### Given entries
•••
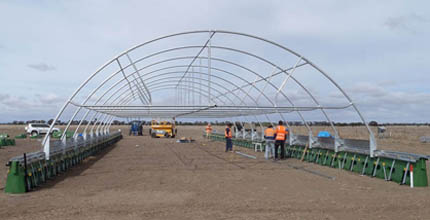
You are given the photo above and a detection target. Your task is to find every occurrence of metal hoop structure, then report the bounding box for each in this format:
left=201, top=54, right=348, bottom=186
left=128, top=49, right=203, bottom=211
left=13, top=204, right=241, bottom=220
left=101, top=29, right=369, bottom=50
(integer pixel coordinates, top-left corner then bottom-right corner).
left=41, top=30, right=377, bottom=158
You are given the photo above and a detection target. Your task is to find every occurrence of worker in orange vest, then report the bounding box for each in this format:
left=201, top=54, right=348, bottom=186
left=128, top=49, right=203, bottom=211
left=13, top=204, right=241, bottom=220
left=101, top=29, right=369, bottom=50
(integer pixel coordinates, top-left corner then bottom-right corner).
left=264, top=125, right=276, bottom=160
left=274, top=121, right=288, bottom=160
left=225, top=123, right=233, bottom=152
left=205, top=123, right=213, bottom=139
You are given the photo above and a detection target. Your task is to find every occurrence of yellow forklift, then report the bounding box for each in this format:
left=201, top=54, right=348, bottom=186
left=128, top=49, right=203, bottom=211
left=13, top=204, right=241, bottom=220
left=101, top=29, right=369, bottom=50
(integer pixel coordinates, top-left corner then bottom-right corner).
left=149, top=119, right=177, bottom=138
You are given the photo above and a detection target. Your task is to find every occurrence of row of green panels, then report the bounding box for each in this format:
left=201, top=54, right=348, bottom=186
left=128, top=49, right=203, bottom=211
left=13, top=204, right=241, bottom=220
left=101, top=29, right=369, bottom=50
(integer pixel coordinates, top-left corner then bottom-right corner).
left=5, top=134, right=123, bottom=194
left=12, top=131, right=75, bottom=140
left=206, top=134, right=264, bottom=149
left=207, top=134, right=428, bottom=187
left=15, top=131, right=74, bottom=139
left=287, top=145, right=428, bottom=187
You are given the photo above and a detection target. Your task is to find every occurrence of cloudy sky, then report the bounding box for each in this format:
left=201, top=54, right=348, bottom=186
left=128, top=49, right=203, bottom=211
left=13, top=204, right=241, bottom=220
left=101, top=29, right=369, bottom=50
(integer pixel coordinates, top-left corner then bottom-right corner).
left=0, top=0, right=429, bottom=123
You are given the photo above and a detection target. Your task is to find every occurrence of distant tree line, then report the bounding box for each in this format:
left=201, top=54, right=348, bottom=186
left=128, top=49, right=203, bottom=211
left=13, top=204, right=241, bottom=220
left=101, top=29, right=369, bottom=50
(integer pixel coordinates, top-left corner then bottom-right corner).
left=1, top=120, right=429, bottom=127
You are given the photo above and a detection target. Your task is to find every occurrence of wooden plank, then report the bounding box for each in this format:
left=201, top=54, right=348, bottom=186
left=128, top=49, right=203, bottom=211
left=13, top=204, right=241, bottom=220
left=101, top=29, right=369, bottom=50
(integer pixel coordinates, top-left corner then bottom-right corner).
left=300, top=143, right=309, bottom=162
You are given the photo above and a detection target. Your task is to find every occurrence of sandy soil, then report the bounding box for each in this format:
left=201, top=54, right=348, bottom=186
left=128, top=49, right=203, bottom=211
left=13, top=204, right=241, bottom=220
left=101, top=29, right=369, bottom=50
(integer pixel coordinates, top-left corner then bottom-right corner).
left=0, top=125, right=430, bottom=219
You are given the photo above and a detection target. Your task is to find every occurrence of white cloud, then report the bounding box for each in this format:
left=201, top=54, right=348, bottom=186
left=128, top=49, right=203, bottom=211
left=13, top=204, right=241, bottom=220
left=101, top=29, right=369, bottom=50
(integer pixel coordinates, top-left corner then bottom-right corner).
left=349, top=82, right=386, bottom=98
left=0, top=94, right=10, bottom=100
left=36, top=93, right=64, bottom=105
left=347, top=82, right=430, bottom=122
left=27, top=63, right=56, bottom=72
left=0, top=93, right=66, bottom=121
left=384, top=13, right=429, bottom=34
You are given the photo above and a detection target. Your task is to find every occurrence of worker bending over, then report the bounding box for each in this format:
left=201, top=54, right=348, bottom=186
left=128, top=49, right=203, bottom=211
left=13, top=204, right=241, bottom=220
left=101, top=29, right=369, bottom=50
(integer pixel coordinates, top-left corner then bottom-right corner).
left=264, top=125, right=276, bottom=160
left=274, top=121, right=288, bottom=160
left=205, top=123, right=212, bottom=139
left=225, top=123, right=233, bottom=152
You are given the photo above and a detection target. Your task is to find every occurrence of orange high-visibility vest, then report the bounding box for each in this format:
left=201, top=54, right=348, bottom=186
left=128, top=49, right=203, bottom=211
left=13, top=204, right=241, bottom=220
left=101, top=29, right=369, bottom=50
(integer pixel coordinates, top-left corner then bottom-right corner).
left=225, top=127, right=232, bottom=138
left=275, top=125, right=288, bottom=141
left=206, top=125, right=212, bottom=132
left=264, top=128, right=275, bottom=137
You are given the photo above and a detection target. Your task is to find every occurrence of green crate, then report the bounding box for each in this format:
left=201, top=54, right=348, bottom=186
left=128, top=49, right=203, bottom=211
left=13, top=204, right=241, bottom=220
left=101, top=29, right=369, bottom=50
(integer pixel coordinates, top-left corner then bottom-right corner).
left=315, top=149, right=325, bottom=165
left=342, top=153, right=355, bottom=171
left=363, top=157, right=376, bottom=176
left=308, top=148, right=317, bottom=162
left=6, top=139, right=15, bottom=146
left=372, top=158, right=391, bottom=180
left=413, top=158, right=428, bottom=187
left=331, top=152, right=341, bottom=168
left=30, top=134, right=42, bottom=139
left=389, top=159, right=409, bottom=184
left=288, top=146, right=296, bottom=158
left=323, top=150, right=335, bottom=167
left=295, top=146, right=305, bottom=159
left=352, top=154, right=366, bottom=174
left=15, top=134, right=27, bottom=139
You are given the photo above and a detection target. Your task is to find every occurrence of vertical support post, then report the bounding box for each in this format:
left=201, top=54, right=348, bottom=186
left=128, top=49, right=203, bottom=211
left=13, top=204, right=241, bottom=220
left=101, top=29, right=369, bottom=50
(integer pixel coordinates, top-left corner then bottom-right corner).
•••
### Problem statement
Return the preceding entries exactly, each word as given, but leave out any picture.

### Response for this exercise
You are given the photo above and a detection target. Your task is to find every occurrence of metal hoop structure, then report the bounding box for each in this format:
left=201, top=54, right=348, bottom=186
left=128, top=49, right=203, bottom=211
left=13, top=204, right=241, bottom=220
left=101, top=29, right=369, bottom=50
(integer pixel coordinates, top-left corner then bottom-right corner).
left=41, top=30, right=377, bottom=158
You are given the photo above and a detection target. Your task is to find every occurrence of worker in orange vest, then report the bounding box for each in this format:
left=201, top=54, right=348, bottom=186
left=128, top=49, right=203, bottom=211
left=13, top=204, right=241, bottom=220
left=101, top=29, right=369, bottom=50
(integer pixel coordinates, top-left corner then bottom-right corner).
left=264, top=125, right=276, bottom=160
left=274, top=121, right=288, bottom=160
left=225, top=123, right=233, bottom=152
left=205, top=123, right=213, bottom=139
You are given the photo above and a detection target. Your task is to find every occurrence of yellow forklift, then report the bounding box for each in this format:
left=201, top=54, right=348, bottom=186
left=128, top=49, right=203, bottom=211
left=13, top=204, right=241, bottom=220
left=101, top=29, right=369, bottom=50
(integer pixel coordinates, top-left corner then bottom-right corner).
left=149, top=119, right=177, bottom=138
You are given the photo above and a detection target. Your task is to find every occurrence of row of green panels, then report the bounding box for each in this format:
left=201, top=54, right=348, bottom=186
left=128, top=49, right=203, bottom=211
left=13, top=204, right=241, bottom=220
left=101, top=29, right=369, bottom=50
(integer pixel coordinates, top-left corner then bottom-right corner).
left=5, top=134, right=123, bottom=194
left=12, top=131, right=75, bottom=140
left=206, top=134, right=264, bottom=149
left=207, top=134, right=428, bottom=187
left=15, top=131, right=74, bottom=139
left=287, top=145, right=428, bottom=187
You are given the photo above and a detection target. Your task is to find every occurrence of cloudy sky, then report the bounding box for each in this format:
left=201, top=54, right=348, bottom=186
left=128, top=49, right=203, bottom=211
left=13, top=204, right=241, bottom=220
left=101, top=29, right=369, bottom=50
(integer pixel coordinates, top-left corner then bottom-right corner).
left=0, top=0, right=429, bottom=123
You are given the photo above and a detection target. Your task is to find every occurrence of distant tree line, then report the bounding box for each in this format:
left=201, top=54, right=348, bottom=186
left=128, top=49, right=203, bottom=211
left=13, top=204, right=241, bottom=220
left=101, top=29, right=369, bottom=50
(integer pixel coordinates, top-left corner then bottom-right corner).
left=1, top=120, right=429, bottom=127
You are given the photo above and a detection target. Your task is to find every occurrence of wooden plank, then report the bounding box for each in this format:
left=201, top=54, right=348, bottom=186
left=128, top=49, right=203, bottom=211
left=13, top=204, right=241, bottom=220
left=101, top=29, right=369, bottom=50
(integer pixel coordinates, top-left corner then bottom-right corner).
left=300, top=143, right=309, bottom=162
You are given the photo above and a detection target. Your task is to find every occurrence of sandy soil, then report the bounding box for each in this format:
left=201, top=54, right=348, bottom=186
left=128, top=49, right=203, bottom=211
left=13, top=204, right=241, bottom=220
left=101, top=29, right=369, bottom=50
(integer pixel coordinates, top-left corner then bottom-right corner).
left=0, top=125, right=430, bottom=219
You are given the photo above and a detection target. Your task is to find every occurrence of white cloud, then report the bounding box for each in this format:
left=201, top=54, right=348, bottom=186
left=128, top=49, right=203, bottom=211
left=13, top=204, right=241, bottom=220
left=101, top=29, right=369, bottom=50
(integer pixel coordinates, top-left corner then bottom-right corner).
left=349, top=82, right=386, bottom=98
left=0, top=94, right=10, bottom=100
left=36, top=93, right=64, bottom=105
left=347, top=82, right=430, bottom=122
left=27, top=63, right=56, bottom=72
left=0, top=93, right=66, bottom=121
left=384, top=13, right=429, bottom=34
You are given the photo above and a detection target. Your task is to find every occurrence of worker bending over, then report the bounding box for each in this format:
left=201, top=54, right=348, bottom=186
left=128, top=49, right=203, bottom=211
left=13, top=204, right=241, bottom=220
left=101, top=29, right=369, bottom=50
(integer pixel coordinates, top-left corner then bottom-right corner).
left=264, top=125, right=276, bottom=160
left=274, top=121, right=288, bottom=160
left=205, top=123, right=212, bottom=139
left=225, top=123, right=233, bottom=152
You are given the photo above and a detection target. Your task is to find every occurrence of orange high-visibility vest, then report the bounding box for each in this format:
left=201, top=54, right=348, bottom=186
left=128, top=49, right=203, bottom=211
left=13, top=204, right=241, bottom=220
left=101, top=29, right=369, bottom=50
(integer pixel coordinates, top-left corner then bottom-right corner).
left=225, top=127, right=232, bottom=138
left=275, top=125, right=288, bottom=141
left=206, top=125, right=212, bottom=132
left=264, top=128, right=275, bottom=137
You are given the photo above and a detection target. Your task is to find every occurrence of green crate, then report the bounding box for each in this format:
left=201, top=54, right=348, bottom=186
left=128, top=49, right=203, bottom=211
left=13, top=204, right=241, bottom=220
left=101, top=29, right=369, bottom=50
(integer pixel coordinates, top-left corner then bottom-right corner).
left=315, top=149, right=325, bottom=165
left=342, top=153, right=355, bottom=171
left=363, top=157, right=376, bottom=176
left=308, top=148, right=317, bottom=162
left=6, top=139, right=15, bottom=146
left=372, top=158, right=391, bottom=180
left=413, top=158, right=428, bottom=187
left=331, top=152, right=341, bottom=168
left=30, top=134, right=42, bottom=139
left=389, top=159, right=409, bottom=184
left=288, top=146, right=296, bottom=158
left=323, top=150, right=335, bottom=167
left=295, top=146, right=305, bottom=159
left=352, top=154, right=366, bottom=174
left=15, top=134, right=27, bottom=139
You are given the photo above and a detection target. Your task is to find every occurrence of vertical support post, then report the bounding box for each in this format:
left=201, top=54, right=348, bottom=186
left=128, top=49, right=203, bottom=211
left=13, top=204, right=241, bottom=220
left=101, top=29, right=369, bottom=50
(integer pixel coordinates, top-left corner then bottom-right corner).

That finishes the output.